■ **Text segment**
==*==
To acquire these abilities, multiple math word problem-solving datasets are proposed, like Math23K [1], Dolphin18K [2], MAWPS [3], HMWP [4], ASDiv-A [5], SVAMP [6], CM17K [7], APE210K, etc. However, the size of these datasets is not large enough to train a robust solver for solving math word problems automatically, since the performance of a data-driven solver is mainly dependent on the data volume. Additionally, the pioneering work [8] pointed out that collecting a large-scale, high-quality MWP dataset is very expensive due to the professional knowledge requirements and lack of massive accessible data. Furthermore, they also validated that the traditional input-based data augmentation methods that can generate diverse examples from the original ones with various rewriting are incompetent for training an MWP solver due to the semantic complexity and integrity. The underlying reasons are that MWPs are concise yet comprehensive, so these input-based data augmentation methods are prone to disturb problem semantics and make them confusing. Therefore, developing a cost-effective method that can augment the training of an MWP solver is challenging and necessary.

To address these challenges, we propose a simple yet effective retrieval augmentation self-distillation (RASD) method. RASD enhances MWP training by retrieving and fusing similar samples in the latent space. During network training, RASD retrieves the most similar sample based on cosine distance among samples in the same batch using their latent feature representations. It then creates an augmented representation by fusing the most similar sample’s representation with the original sample’s representation. To ensure reasoning consistency, a new self-distillation objective with a consistency constraint is introduced. This objective maintains mathematical dependency consistency between the original word problem and the generated ones, enabling a more stable MWP solver capable of reasoning out correct solution expressions. The main contributions of this work are as follows:

• We propose RASD, which augments math word problem training by retrieving and fusing similar samples.
• We introduce a self-distillation objective with a consistency constraint to ensure the reasoning consistency.
• Extensive experiments show the effectiveness and generalization of our RASD.

2. Related Work

2.1. Deep Learning-Based Math Word Problem Solving

In recent years, deep learning has made significant advancements in mathematical reasoning tasks, enhancing our understanding of logical thinking in machines. Numerous neural network architectures have been introduced to address mathematical reasoning. A concise overview of key model characteristics is provided in

Table 1. Key characteristics of the related works.

Method	Key Characteristics
Seq2Seq Models	Direct translation of problems into equation templates
Tree-structured Models	Better capture of expression semantics
(GTS, Graph2Tree)
==*==
■ **Stored data**
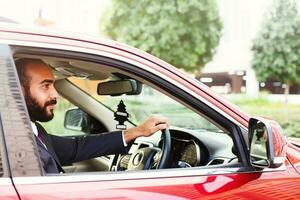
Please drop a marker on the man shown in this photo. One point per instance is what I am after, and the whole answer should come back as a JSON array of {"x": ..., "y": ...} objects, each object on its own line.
[{"x": 37, "y": 82}]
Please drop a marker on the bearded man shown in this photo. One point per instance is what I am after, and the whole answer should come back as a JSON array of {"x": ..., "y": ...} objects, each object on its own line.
[{"x": 37, "y": 83}]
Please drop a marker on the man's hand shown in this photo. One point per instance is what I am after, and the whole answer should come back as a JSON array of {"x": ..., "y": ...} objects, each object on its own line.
[{"x": 150, "y": 126}]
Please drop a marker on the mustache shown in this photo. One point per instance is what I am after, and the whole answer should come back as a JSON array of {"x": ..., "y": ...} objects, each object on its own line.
[{"x": 51, "y": 102}]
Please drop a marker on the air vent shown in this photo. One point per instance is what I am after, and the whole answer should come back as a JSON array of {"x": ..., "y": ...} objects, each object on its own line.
[{"x": 216, "y": 161}]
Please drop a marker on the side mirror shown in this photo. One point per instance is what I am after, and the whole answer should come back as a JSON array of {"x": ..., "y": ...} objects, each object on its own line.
[
  {"x": 77, "y": 120},
  {"x": 119, "y": 87},
  {"x": 267, "y": 143}
]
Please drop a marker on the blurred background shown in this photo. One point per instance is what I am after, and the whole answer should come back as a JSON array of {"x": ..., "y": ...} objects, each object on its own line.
[{"x": 247, "y": 51}]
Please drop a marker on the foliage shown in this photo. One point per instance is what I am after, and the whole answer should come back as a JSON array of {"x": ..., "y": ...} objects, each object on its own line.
[
  {"x": 277, "y": 47},
  {"x": 286, "y": 115},
  {"x": 183, "y": 33}
]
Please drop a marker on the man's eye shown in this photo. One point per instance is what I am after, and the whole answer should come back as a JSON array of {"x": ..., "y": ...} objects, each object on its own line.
[{"x": 46, "y": 86}]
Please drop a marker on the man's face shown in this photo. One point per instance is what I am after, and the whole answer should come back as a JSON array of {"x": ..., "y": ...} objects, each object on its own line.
[{"x": 41, "y": 95}]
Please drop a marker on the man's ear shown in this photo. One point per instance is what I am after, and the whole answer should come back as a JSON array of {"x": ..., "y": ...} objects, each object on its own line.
[{"x": 23, "y": 90}]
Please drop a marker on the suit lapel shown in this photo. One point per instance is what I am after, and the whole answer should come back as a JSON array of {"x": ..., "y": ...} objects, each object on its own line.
[{"x": 48, "y": 142}]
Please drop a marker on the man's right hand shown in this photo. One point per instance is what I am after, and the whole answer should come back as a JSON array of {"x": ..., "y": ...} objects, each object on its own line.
[{"x": 149, "y": 127}]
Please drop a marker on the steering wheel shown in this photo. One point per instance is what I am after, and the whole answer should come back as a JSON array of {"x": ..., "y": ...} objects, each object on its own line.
[{"x": 152, "y": 157}]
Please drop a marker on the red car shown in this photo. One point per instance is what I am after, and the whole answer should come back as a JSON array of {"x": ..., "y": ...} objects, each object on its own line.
[{"x": 211, "y": 151}]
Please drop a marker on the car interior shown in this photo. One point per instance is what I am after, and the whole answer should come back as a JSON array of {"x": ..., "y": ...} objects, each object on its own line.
[{"x": 98, "y": 98}]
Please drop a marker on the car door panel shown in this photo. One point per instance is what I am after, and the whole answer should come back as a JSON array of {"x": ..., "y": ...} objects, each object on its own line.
[{"x": 241, "y": 185}]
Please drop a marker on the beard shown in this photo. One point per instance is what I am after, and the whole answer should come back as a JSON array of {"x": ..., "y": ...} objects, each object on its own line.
[{"x": 38, "y": 112}]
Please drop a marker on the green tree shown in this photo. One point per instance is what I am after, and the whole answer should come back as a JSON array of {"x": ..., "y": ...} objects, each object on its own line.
[
  {"x": 277, "y": 47},
  {"x": 183, "y": 33}
]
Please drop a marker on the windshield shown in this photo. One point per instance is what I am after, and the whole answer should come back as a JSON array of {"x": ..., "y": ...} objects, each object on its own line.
[{"x": 149, "y": 102}]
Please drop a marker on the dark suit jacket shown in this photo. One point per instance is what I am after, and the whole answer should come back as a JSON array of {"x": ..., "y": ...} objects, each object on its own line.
[{"x": 62, "y": 150}]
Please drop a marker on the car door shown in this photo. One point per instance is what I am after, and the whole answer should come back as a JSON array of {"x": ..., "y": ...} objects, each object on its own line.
[
  {"x": 211, "y": 182},
  {"x": 7, "y": 189}
]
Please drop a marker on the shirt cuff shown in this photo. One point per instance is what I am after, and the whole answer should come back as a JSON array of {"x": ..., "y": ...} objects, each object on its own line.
[{"x": 124, "y": 142}]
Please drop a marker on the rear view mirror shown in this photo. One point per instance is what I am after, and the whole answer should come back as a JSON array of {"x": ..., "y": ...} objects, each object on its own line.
[
  {"x": 119, "y": 87},
  {"x": 267, "y": 143}
]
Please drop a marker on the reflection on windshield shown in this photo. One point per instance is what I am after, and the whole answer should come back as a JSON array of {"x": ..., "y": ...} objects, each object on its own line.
[{"x": 152, "y": 102}]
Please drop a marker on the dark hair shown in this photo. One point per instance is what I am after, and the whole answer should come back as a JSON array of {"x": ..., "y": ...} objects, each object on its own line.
[{"x": 22, "y": 65}]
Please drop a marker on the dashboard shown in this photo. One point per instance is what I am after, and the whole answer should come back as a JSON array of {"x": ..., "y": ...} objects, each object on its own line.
[{"x": 189, "y": 148}]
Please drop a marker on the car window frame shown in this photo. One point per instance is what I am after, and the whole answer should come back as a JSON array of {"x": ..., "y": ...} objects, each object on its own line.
[{"x": 153, "y": 78}]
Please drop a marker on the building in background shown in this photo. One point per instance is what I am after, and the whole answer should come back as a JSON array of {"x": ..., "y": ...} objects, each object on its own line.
==*==
■ **What the task asks**
For each statement, say yes or no as to whether it agrees with the excerpt on math word problem solving, quoting the deciding words. 1. RASD picks the most similar sample by cosine distance among samples in the same batch. 2. Traditional input-based data augmentation was shown to work well for training an MWP solver. 3. Table 1 credits tree-structured models with better capture of expression semantics. The listing has no connection to the excerpt.

■ **Response to this exercise**
1. Yes: "RASD retrieves the most similar sample based on cosine distance among samples in the same batch using their latent feature representations."
2. No: "the traditional input-based data augmentation methods that can generate diverse examples from the original ones with various rewriting are incompetent for training an MWP solver"
3. Yes: "Tree-structured Models	Better capture of expression semantics"